[Provided information]:

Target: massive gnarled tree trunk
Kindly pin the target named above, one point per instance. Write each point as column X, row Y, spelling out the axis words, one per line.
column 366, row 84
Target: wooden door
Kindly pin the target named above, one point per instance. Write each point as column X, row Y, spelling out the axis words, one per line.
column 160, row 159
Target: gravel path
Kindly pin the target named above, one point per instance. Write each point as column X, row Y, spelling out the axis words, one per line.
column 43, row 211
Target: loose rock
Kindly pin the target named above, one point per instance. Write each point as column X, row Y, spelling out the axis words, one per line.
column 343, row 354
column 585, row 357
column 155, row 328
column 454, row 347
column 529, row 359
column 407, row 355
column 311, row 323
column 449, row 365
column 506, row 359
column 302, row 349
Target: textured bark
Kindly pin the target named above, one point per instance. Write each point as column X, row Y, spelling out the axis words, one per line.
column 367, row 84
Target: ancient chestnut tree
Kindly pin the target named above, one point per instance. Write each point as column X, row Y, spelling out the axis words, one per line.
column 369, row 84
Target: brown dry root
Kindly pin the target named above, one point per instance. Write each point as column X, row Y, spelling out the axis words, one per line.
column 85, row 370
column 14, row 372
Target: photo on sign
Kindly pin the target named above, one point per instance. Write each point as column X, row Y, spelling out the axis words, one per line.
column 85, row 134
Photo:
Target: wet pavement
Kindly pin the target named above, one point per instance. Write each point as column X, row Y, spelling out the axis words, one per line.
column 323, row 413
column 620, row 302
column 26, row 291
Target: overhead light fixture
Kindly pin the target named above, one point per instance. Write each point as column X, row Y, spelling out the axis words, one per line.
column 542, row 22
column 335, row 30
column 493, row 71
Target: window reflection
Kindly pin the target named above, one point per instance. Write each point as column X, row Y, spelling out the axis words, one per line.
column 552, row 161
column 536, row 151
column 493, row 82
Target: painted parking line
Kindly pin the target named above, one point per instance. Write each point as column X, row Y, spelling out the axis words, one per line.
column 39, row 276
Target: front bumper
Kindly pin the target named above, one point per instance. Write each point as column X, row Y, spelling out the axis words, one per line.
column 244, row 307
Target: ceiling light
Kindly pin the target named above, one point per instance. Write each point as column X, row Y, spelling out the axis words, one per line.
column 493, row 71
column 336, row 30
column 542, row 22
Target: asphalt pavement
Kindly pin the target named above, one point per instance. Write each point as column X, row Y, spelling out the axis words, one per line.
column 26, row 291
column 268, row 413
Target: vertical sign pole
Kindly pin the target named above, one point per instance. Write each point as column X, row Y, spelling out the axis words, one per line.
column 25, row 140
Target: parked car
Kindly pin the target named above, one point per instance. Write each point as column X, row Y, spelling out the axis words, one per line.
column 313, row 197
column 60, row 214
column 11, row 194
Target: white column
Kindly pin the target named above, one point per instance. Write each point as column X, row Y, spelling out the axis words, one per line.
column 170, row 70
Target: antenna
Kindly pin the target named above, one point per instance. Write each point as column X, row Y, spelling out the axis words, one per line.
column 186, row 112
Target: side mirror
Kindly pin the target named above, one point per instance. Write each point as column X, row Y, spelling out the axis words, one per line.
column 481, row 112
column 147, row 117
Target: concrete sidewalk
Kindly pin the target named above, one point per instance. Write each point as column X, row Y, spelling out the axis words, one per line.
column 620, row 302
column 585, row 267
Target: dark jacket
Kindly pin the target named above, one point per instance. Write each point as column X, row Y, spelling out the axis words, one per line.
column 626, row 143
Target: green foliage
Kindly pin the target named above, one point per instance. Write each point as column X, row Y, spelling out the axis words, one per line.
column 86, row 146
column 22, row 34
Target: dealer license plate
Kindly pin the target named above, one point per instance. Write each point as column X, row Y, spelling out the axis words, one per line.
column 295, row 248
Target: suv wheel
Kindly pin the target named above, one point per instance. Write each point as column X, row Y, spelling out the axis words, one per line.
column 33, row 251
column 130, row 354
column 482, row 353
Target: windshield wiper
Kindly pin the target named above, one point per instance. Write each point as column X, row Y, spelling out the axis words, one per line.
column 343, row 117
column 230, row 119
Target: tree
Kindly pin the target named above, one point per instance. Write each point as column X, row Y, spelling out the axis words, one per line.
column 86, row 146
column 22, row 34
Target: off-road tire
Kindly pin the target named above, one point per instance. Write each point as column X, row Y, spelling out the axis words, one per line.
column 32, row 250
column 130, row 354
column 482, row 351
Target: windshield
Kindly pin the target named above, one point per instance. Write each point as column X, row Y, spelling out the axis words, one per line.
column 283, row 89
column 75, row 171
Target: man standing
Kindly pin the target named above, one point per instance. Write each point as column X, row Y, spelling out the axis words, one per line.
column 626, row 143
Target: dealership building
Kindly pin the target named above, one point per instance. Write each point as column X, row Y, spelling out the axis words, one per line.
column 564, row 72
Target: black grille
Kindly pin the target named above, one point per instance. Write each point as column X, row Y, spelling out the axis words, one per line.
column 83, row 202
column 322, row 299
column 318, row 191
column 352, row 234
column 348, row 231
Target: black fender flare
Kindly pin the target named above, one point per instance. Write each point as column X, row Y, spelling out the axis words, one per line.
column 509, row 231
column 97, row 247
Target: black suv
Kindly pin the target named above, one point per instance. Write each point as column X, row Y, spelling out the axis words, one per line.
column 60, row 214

[Your task]: Reproduce the listing above line for line, with no changes.

[Result for this task]:
Target: massive gnarled tree trunk
Kindly pin the target named above, one point per instance. Write each point as column X, row Y, spelling out the axis words, one per line.
column 366, row 84
Target: wooden door
Kindly pin the target named above, one point per instance. Write each point as column X, row Y, spelling out the axis words, one per line.
column 160, row 159
Target: gravel path
Kindly pin the target named above, one point per instance. Write each point as column X, row Y, spelling out the axis words, one per line.
column 43, row 211
Target: loose rock
Kindly pin the target named above, one point per instance. Write each point as column X, row Y, spelling out the axis words, one per line.
column 343, row 354
column 585, row 357
column 155, row 328
column 454, row 347
column 529, row 359
column 407, row 355
column 311, row 323
column 449, row 365
column 506, row 359
column 302, row 349
Target: textured bark
Kindly pin the target named above, one point per instance. Write each point as column X, row Y, spelling out the axis words, one per line.
column 367, row 84
Target: ancient chestnut tree
Kindly pin the target named above, one point per instance. Write each point as column X, row Y, spelling out the axis words, one per line.
column 369, row 84
Target: brown dry root
Kindly pin the target named above, one point per instance. Write each point as column X, row Y, spelling out the axis words, one per line.
column 85, row 370
column 14, row 372
Target: photo on sign
Kindly pin the target named above, one point per instance. Write each point as column X, row Y, spelling out the axis words, one per line.
column 85, row 134
Photo:
Target: wet pavement
Kindly pin the target named above, one point per instance. Write each point as column X, row Y, spelling out the axis words, one per line.
column 323, row 413
column 620, row 302
column 26, row 291
Target: overhead light fixture
Kindly pin the target named above, one point per instance. Write each point as column X, row Y, spelling out the axis words, one per line.
column 542, row 22
column 335, row 30
column 493, row 71
Target: window reflection
Kindly pin the target named above, one point per instance. Write each point as column X, row Y, spelling out the axis words, one per line.
column 552, row 161
column 536, row 151
column 493, row 82
Target: painted parking line
Kindly pin the target named above, one point per instance. Write each point as column X, row Y, spelling out the axis words, one per line.
column 39, row 276
Target: front bumper
Kindly pin the target named above, one point per instance. Write each point as column X, row Y, spelling out the axis words, one per line.
column 244, row 307
Target: ceiling light
Kindly pin the target named above, one point per instance. Write each point as column X, row Y, spelling out the axis words, one per line.
column 493, row 71
column 336, row 30
column 542, row 22
Target: asphalt pavement
Kindly pin the target named above, one point per instance. Write each point as column X, row Y, spelling out the axis words, one per line.
column 26, row 291
column 268, row 413
Target: vertical sign pole
Kindly pin the target named above, one point per instance. Write each point as column X, row Y, spelling out the axis words, one per line.
column 25, row 140
Target: parked car
Kindly pin the target named above, one point per instance. Write each point as column X, row Y, spelling out the axis words, one per line.
column 313, row 197
column 60, row 214
column 11, row 194
Target: white column
Kindly pin the target named above, one point per instance. Write each point as column X, row Y, spelling out the axis words, one per line.
column 170, row 70
Target: antenna
Kindly pin the target named above, one point per instance. Write each point as column X, row Y, spelling out the axis words, one per line.
column 186, row 112
Target: side mirror
Kindly pin the target named above, one point per instance. Write each point as column X, row Y, spelling out the axis words, one per line.
column 481, row 112
column 147, row 117
Target: concrete sidewalk
Kindly pin the target named above, one point per instance. Write each point as column X, row Y, spelling out the axis words, one per line.
column 620, row 302
column 585, row 267
Target: dark jacket
Kindly pin the target named above, one point per instance. Write each point as column X, row Y, spelling out the axis words, one per line.
column 626, row 143
Target: green foliage
Kindly pin the target named above, one point per instance. Write each point as column X, row Y, spelling out the axis words, one per line.
column 86, row 146
column 22, row 34
Target: dealer license plate
Kindly pin the target named above, one point per instance. Write each point as column X, row Y, spelling out the axis words, one per line.
column 295, row 248
Target: suv wheel
Kindly pin the target named above, one point per instance. Write each point as column X, row Y, spelling out the axis words, one per line.
column 33, row 251
column 130, row 354
column 482, row 353
Target: windshield wiper
Kindly pin the target named above, one point per instance. Write each point as column X, row Y, spelling out the axis words, one per line.
column 343, row 117
column 230, row 119
Target: tree
Kindly pin the target named above, one point per instance. Write each point as column X, row Y, spelling out the axis words, one per line.
column 86, row 146
column 22, row 34
Target: off-road tire
Kindly pin the target named above, one point per instance. Write each point as column X, row Y, spelling out the axis words, one per line.
column 32, row 250
column 130, row 354
column 482, row 351
Target: windshield
Kindly pin the target named above, one point per instance. Write each point as column X, row Y, spelling out the axis words, one per line.
column 283, row 89
column 75, row 171
Target: man standing
Kindly pin the target named above, one point per instance. Write each point as column X, row Y, spelling out the axis words, one per line.
column 626, row 143
Target: dealership building
Kindly pin the target named above, one point per instance. Write each point as column X, row Y, spelling out the axis words, one per line.
column 564, row 72
Target: black grille
Kindly pin the target named above, one point per instance. Write each point as column X, row Y, spelling out the axis words, one per line.
column 83, row 202
column 322, row 299
column 318, row 191
column 352, row 234
column 348, row 231
Target: black fender flare
Kindly pin the target named above, one point per instance. Write each point as column X, row Y, spelling out the axis words, one per line.
column 509, row 231
column 97, row 247
Target: black suv
Kindly pin the target named above, one point per instance. Write each point as column X, row Y, spelling out the axis words, one per line.
column 60, row 214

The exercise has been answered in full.